It was time for a shower. Either it was a little humid, or the plane ride had let me feeling sticky, or the thought of vastly diluted love juices of a dozen or so people on my skin made the shower now seem mandatory. The shower possessed the velocity of a power washer. How appropriate, I thought as I lathered while watching the continuing love-fest from the knees-to-ceiling shower window. Whether they were watching me bathe, I do not know and do not care, but I guess that is the point of the window.

Now cleansed of our sins, we headed back down to the Dining/Terrace/Main stage area and got our first look at the entertainment crew (E/C). They strutted their stuff one by one on stage, giving everyone a healthy shot in the libido. The men were muscular and limber and the women were of several physical types, from the sleek slender curves of a Nubian Princess, to the well rounded curves of an "I like big butts" style music video girls. They were all appealing in their own way, the men being a little more indefinable than the women…even to P. There was one male entertainer that was easily identified as a complete diva, kind of a muscular version of Miss Jay on America's Next Top Model. Very gay. Something for everyone I suppose.






Then it was off to Karaoke at the Piano bar, where P enthralled the crowd with her hit "These boots" and I warbled a little Barry White. P's performance garnered more praise than mine and rightfully so. I was just getting warmed up. It was, after all, only our first night.

When things began to settle down at the piano bar we ventured out into the night and managed to find our way up to the disco after some consternation concerning its entrance. Once inside we encountered a lingerie clad mob undulating to the pulsing beat. Four women wearing next to nothing were putting on a show on top of the bar to the enjoyment of the other patrons. Their actions were being meticulously recorded with a camera by a man in their company. More about them later. I leaned over to P and exclaimed "We have just been dropped into the jaws of Hell!" It was quite a scene.




It had been a long day, so we didn't last long there. We bedded down for the night with the sounds of a nude pool party below us (lingering until around5:00 a.m.by P's account). I slept through it all. Our first seven hours were eye-opening to say the least, but my eyes were going to be shut for awhile.

Sunday

After breakfast P reserved the last two chairs in the nude pool area. They were the farthest from the pool and would be in the shade of palm trees all day. Not the best of situations. I asked about the nude beach area "Packed," she replied. So we got our towels and headed for the "prude pool" also known as the quad pool because it is surrounded by rooms in four buildings. We were thrilled to see a combination of nudes and prudes there, and not many of either; a much better environment than being packed onto a patio like a can of nude sardines. This is where we would swim and sun for the rest of the week, as well as make the acquaintance of many non-swingers. Just good old naked and non-naked folks like us. Single guys, girls, and couples of all ages, and most of them friendly. We managed to miss all the day's activities somehow, although we did look them over on the schedule handout.
- - - - -
- List of tasks
A: In the resort trip account, which song did P perform at karaoke in the Piano bar?
B: Print the portion of the resort trip account between "After breakfast P" and "the schedule handout.", inclusive.

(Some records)
- - - - -
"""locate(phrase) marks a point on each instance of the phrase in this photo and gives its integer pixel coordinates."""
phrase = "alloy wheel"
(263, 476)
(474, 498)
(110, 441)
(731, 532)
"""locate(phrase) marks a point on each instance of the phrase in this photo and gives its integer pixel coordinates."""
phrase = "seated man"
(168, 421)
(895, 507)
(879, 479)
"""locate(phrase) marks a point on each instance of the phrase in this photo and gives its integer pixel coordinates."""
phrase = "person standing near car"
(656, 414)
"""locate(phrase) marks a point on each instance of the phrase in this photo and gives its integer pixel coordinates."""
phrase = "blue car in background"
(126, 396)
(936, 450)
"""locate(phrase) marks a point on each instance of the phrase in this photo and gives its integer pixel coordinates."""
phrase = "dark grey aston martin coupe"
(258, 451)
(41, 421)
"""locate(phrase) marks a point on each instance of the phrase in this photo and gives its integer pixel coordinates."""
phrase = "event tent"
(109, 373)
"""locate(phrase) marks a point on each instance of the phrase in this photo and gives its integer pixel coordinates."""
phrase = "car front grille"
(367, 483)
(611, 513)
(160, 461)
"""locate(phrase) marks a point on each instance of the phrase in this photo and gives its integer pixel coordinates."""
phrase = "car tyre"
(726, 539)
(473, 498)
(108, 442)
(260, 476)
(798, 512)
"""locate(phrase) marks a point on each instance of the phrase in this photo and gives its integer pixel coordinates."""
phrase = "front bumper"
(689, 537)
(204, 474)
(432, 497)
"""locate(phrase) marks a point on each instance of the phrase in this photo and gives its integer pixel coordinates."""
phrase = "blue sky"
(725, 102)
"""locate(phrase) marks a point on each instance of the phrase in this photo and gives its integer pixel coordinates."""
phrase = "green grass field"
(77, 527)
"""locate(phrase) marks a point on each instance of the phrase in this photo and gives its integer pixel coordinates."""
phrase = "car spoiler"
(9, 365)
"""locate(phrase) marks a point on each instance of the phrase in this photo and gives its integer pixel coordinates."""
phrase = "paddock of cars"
- - - - -
- The results
A: "These boots"

B:
After breakfast P reserved the last two chairs in the nude pool area. They were the farthest from the pool and would be in the shade of palm trees all day. Not the best of situations. I asked about the nude beach area "Packed," she replied. So we got our towels and headed for the "prude pool" also known as the quad pool because it is surrounded by rooms in four buildings. We were thrilled to see a combination of nudes and prudes there, and not many of either; a much better environment than being packed onto a patio like a can of nude sardines. This is where we would swim and sun for the rest of the week, as well as make the acquaintance of many non-swingers. Just good old naked and non-naked folks like us. Single guys, girls, and couples of all ages, and most of them friendly. We managed to miss all the day's activities somehow, although we did look them over on the schedule handout.